--- START OF SOURCE RECORDS ---

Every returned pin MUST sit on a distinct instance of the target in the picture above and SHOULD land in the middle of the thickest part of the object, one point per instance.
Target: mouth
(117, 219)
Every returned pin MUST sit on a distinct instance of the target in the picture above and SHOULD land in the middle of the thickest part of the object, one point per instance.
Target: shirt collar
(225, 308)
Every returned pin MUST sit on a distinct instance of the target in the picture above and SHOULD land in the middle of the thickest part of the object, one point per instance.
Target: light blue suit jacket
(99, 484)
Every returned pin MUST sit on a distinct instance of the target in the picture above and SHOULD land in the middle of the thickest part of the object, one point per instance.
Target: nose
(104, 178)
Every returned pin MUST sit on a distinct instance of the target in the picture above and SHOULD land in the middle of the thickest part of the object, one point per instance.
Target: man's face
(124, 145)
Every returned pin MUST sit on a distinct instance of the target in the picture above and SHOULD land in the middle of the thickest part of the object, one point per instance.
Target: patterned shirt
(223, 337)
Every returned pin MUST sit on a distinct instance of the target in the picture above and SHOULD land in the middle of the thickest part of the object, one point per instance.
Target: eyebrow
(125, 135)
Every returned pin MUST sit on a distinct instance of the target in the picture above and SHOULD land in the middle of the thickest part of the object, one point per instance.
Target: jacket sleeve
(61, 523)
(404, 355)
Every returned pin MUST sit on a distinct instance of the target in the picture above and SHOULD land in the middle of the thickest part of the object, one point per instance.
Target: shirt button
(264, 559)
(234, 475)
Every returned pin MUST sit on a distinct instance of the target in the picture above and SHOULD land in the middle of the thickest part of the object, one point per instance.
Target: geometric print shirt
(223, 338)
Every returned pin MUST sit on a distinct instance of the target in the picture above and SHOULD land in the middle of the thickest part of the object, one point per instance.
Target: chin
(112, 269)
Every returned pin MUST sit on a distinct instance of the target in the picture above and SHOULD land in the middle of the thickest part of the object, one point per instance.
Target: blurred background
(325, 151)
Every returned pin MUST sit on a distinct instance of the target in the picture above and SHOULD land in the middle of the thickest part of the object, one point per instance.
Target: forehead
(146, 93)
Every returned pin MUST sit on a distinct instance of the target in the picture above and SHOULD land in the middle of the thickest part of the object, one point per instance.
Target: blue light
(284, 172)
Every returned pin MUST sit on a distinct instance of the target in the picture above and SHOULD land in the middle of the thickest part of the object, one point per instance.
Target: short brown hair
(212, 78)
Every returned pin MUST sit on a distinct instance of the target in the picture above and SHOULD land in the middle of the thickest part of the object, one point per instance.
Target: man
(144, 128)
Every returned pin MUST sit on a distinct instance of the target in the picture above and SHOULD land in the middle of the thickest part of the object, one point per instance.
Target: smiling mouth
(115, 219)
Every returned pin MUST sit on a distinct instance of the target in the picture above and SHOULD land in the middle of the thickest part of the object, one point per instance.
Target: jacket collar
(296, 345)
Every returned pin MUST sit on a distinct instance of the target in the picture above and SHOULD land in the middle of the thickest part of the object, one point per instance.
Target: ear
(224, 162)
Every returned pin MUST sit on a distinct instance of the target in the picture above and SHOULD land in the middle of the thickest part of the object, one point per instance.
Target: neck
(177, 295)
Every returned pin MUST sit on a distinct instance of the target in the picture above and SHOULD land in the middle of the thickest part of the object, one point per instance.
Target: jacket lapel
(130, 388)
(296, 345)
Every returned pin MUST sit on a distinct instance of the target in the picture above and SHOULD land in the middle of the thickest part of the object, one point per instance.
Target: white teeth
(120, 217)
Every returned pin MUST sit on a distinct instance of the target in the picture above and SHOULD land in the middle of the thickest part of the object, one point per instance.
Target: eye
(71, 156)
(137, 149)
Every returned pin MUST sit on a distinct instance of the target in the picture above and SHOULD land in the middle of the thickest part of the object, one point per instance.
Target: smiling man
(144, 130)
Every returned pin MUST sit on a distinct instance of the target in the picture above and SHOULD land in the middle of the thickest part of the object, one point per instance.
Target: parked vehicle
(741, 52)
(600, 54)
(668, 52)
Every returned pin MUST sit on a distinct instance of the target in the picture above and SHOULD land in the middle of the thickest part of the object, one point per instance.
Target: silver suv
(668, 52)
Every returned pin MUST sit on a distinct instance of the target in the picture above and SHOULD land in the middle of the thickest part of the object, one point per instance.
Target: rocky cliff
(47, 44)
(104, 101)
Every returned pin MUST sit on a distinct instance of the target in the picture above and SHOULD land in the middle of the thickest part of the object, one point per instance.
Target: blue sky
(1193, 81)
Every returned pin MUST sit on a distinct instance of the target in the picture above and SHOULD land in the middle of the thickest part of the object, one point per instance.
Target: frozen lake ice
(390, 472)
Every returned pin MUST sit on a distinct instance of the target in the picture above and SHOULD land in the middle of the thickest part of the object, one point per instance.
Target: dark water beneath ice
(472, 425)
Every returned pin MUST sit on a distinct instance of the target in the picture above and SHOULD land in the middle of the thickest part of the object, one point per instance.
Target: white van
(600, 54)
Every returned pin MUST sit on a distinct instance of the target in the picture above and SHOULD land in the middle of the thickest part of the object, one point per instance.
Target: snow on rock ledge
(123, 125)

--- END OF SOURCE RECORDS ---

## WHAT TO PRODUCE
Extract each line above that contains the string "light". Treat uppercase and lowercase letters as distinct.

## WORKED ANSWER
Target: light blue suit jacket
Target: blue light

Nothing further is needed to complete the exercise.